+++ Passage provided +++
- Born: Robert Christopher Sager December 2, 1977 Houston, Texas, U.S.
- Died: February 25, 2007 (aged 29) Las Vegas, Nevada, U.S.
- Other names: Rob Sager Brett Mycles
- Education: California State University, Northridge
- Occupations: Actor; Model; Bodybuilder;
- Years active: 1999–2007
- Agent: Jet Set Productions
- Spouse: Lori A. Barnes ​ ​(m. 2004; died 2007)​

= Robert Christopher Sager =

American actor and model (1977–2007)

Robert Christopher Sager (December 2, 1977 – February 25, 2007), professionally known by his modeling name Rob Sager and his adult entertainment pseudonym Brett Mycles, was an American physique model, competitive bodybuilder, personal trainer, and adult film actor. Sager became one of the most recognizable physiques in both mainstream fitness catalogs and adult media during the early 2000s. He successfully crossed over between mainstream commercial fashion, fitness education, and the adult entertainment industry before his sudden death at the age of 29.

== Early life and education ==
Robert was born on December 2, 1977, in Houston, Texas, to Christopher Sager and Cynthia Sager. At a young age, his family relocated to Toledo, Ohio, where he spent his childhood and adolescent years. Sager attended local schools in Toledo and developed a passionate interest in weightlifting and physical culture during junior high school, committing himself to an intense bodybuilding regimen early on. Following his graduation from high school, Sager remained in the Toledo area, working various local service and labor jobs to support himself while continuing to train heavily to develop his physique.

In 2001, Sager relocated to Northridge, California, to pursue higher education, enrolling at California State University, Northridge (CSUN). Over the next few years, he split his time between Ohio and Southern California, residing at various intervals in Toledo, Sherman Oaks, and Van Nuys. To supplement his income while attending college and modeling, Sager worked for a residential real estate investment and home remodeling company, gaining experience flipping houses. In 2003, Sager relocated his primary residence from California to Las Vegas, Nevada.
+++
> _Problem A_:
Quote the Robert Sager biography between "In 2001, Sager" and "Las Vegas, Nevada.", inclusive.
> _Problem B_:
Write what comes next in the Robert Sager biography, picking up after its last sentence.
The listing after this biography is separate material.
+++ Information supplied +++
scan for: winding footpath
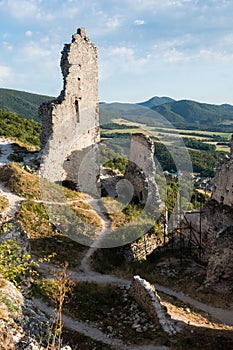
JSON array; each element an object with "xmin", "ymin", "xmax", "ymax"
[{"xmin": 0, "ymin": 138, "xmax": 233, "ymax": 350}]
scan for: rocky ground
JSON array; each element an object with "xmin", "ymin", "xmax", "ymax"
[{"xmin": 0, "ymin": 137, "xmax": 233, "ymax": 350}]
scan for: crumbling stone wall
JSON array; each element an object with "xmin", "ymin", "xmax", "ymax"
[
  {"xmin": 39, "ymin": 28, "xmax": 100, "ymax": 192},
  {"xmin": 129, "ymin": 276, "xmax": 176, "ymax": 335},
  {"xmin": 212, "ymin": 135, "xmax": 233, "ymax": 206},
  {"xmin": 124, "ymin": 133, "xmax": 161, "ymax": 209}
]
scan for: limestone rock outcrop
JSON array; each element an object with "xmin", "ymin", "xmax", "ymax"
[{"xmin": 206, "ymin": 226, "xmax": 233, "ymax": 290}]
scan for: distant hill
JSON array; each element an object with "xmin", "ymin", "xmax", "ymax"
+++
> _Written response A_:
In 2001, Sager relocated to Northridge, California, to pursue higher education, enrolling at California State University, Northridge (CSUN). Over the next few years, he split his time between Ohio and Southern California, residing at various intervals in Toledo, Sherman Oaks, and Van Nuys. To supplement his income while attending college and modeling, Sager worked for a residential real estate investment and home remodeling company, gaining experience flipping houses. In 2003, Sager relocated his primary residence from California to Las Vegas, Nevada.

> _Written response B_:
== Career ==
=== Fitness and commercial modeling ===
In 1999, at the age of 22, Sager traveled back to his birth state or regional events to enter the amateur division of the prestigious Arnold Classic bodybuilding competition. While he did not secure a victory at the event, his physical symmetry caught the attention of prominent fitness photographer Irvin Gelb. Gelb photographed Sager for a high-profile editorial layout, an opportunity that effectively launched Sager's professional modeling career.

Sager subsequently moved to Southern California to maximize his industry opportunities. He established a highly successful, long-term creative partnership with renowned physique photographer P. Michael Perez. Throughout the early 2000s, Sager's physique became a mainstay across print media, resulting in cover appearances and featured layouts in prominent publications, including Muscle & Fitness and XY magazine.

His look allowed him to cross over into mainstream commercial fashion modeling. He worked extensively as a print and fit model for the widely circulated International Male clothing catalog and its sister brand, Undergear.

In 2002, Sager reached the peak of his fitness career accolades as he won Male Fitness Model of the Year it was awarded by the digital publication MuscleWeb.com. He won the overall title at the NPC Aloha Muscle & Fitness Bodybuilding Contest in Hawaii, where he also placed 4th in his competitive weight class.

Leveraging his industry fame, Sager became an early entrepreneur in the digital fitness space. He launched an independent lifestyle video and operated an official website, RobSager.com, which served as a platform where he worked as an online personal trainer, dispensing exercise routines, nutritional guidance, and bodybuilding tips directly to fans.

=== Adult entertainment industry ===
Using the stage name Brett Mycles, Sager entered the adult entertainment industry in 2000. He signed an exclusive contract primarily performing for Jet Set Productions. His active film career was brief but highly impactful, spanning exactly two years between 2000 and 2001. He starred in several high-profile feature titles, including Jackhammer, Storm Fighter, and Wrestler for Hire. Sager was notable for performing in both gay and straight adult films, as well as appearing in nude pictorials for gay adult publications.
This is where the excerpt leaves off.